- _DOCUMENT TEXT_
Learn how you can benefit from Breast Thermography

by Judy Griffin on September 12, 2012

In preparation for Breast Cancer Awarenss month I ask you to consider the benefits of Breast Thermography.

October is Breast Cancer Awareness Month, which means you’ll see the ubiquitous pink ribbons, hear about the importance of annual mammographies and monthly self-exams, and perhaps participate in a quest for a cure.

Sadly, every day women are diagnosed with breast cancer and as a result, are thrust into aggressive and invasive treatment. According to the American Cancer Society, more than 14,000 women in New York are diagnosed with breast cancer each year, and over a quarter million women in America are  diagnosed with Breast Cancer each year.

But, while we wait for a cure, it is important to focus our attention on prevention, rather than relying solely on early detection.

Thankfully, there are many cutting-edge physicians who focus on prevention. One such physician, Dr. Moche Dekel — a certified and experienced expert on breast thermal imaging and a board certified OB-GYN in Oceanside — uses breast thermography as the cornerstone of his early risk assessment.

- _RECORD EXCERPTS_
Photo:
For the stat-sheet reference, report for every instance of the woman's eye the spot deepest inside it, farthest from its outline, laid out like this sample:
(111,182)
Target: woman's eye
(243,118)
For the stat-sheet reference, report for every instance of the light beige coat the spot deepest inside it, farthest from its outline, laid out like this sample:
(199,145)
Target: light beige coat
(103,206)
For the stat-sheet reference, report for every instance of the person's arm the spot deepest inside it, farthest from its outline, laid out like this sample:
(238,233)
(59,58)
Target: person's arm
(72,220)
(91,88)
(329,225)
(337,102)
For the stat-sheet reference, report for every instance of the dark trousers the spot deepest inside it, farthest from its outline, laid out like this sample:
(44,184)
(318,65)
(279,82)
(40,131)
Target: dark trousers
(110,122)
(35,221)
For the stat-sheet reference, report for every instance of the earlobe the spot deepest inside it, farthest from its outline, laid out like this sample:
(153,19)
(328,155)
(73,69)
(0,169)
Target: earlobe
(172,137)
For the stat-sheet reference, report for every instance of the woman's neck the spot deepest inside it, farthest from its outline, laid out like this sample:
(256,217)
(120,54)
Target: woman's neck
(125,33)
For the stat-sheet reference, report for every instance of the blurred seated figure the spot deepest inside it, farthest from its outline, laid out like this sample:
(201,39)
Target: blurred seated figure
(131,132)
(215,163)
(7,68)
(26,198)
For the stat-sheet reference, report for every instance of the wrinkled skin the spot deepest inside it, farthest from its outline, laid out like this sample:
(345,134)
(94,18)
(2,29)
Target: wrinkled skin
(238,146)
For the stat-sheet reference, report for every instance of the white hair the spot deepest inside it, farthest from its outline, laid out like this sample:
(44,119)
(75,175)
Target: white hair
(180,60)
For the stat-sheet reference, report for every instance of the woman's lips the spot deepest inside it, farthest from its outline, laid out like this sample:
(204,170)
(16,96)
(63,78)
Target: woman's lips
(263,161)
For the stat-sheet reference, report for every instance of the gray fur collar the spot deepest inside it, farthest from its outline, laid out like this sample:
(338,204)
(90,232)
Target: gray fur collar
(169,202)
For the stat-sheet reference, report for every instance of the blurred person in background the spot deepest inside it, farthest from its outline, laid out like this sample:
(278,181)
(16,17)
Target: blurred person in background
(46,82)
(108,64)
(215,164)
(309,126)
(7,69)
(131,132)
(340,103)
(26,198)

- _WHAT TO PRODUCE_
Continue the breast thermography article, starting after its final sentence about Dr. Moche Dekel.

- _OUTPUT FOR THIS EXERCISE_
Dekel explains that, “Breast thermography is a clinical diagnostic procedure which uses highly specialized infrared cameras to measure the heat coming from the breast which detects changes long before the presence of a tumor.”

Once a woman’s breast cancer risk is determined, he implements a prevention protocol to reduce it. According to Dekel, thermography has been used since the early 70s, and the FDA approved the modality in 1982 for breast cancer detection and risk assessment as an adjunct to mammography.

Dekel noted that there is a profound difference between the two modalities. Mammography, like MRIs and sonography, is an anatomical study. It may take up to ten years for a tumor to grow to a sufficient size that it can be detected by either a mammogram or physical examination. In contrast, thermography is a physiological study, which shows small, unilateral temperature increases, caused by an increased blood supply to cancer cells.

He added that physiological changes can precede anatomical mammographic detection by seven to ten years, thereby giving preventive measures a chance at stopping  cancer development. Wouldn’t you prefer plugging up the holes in your boat as opposed to calling in the Coast Guard to rescue your sinking ship? Dekel said he strongly believes that medicine shouldn’t do harm and in contrast to a mammography, pointed out that a thermography does not subject women to radiation, compression or risk.

Furthermore, Dekel said that one of the major limitations of mammography is its inability to diagnose cancer in women with dense breast tissue. I don’t know about you, but somehow a normal mammography screening never really put me at ease. Like many women, my dense breast tissue renders a mammography almost useless unless it finds a growth large enough to be detected. This explains why so many women are diagnosed with breast cancer following years of normal findings.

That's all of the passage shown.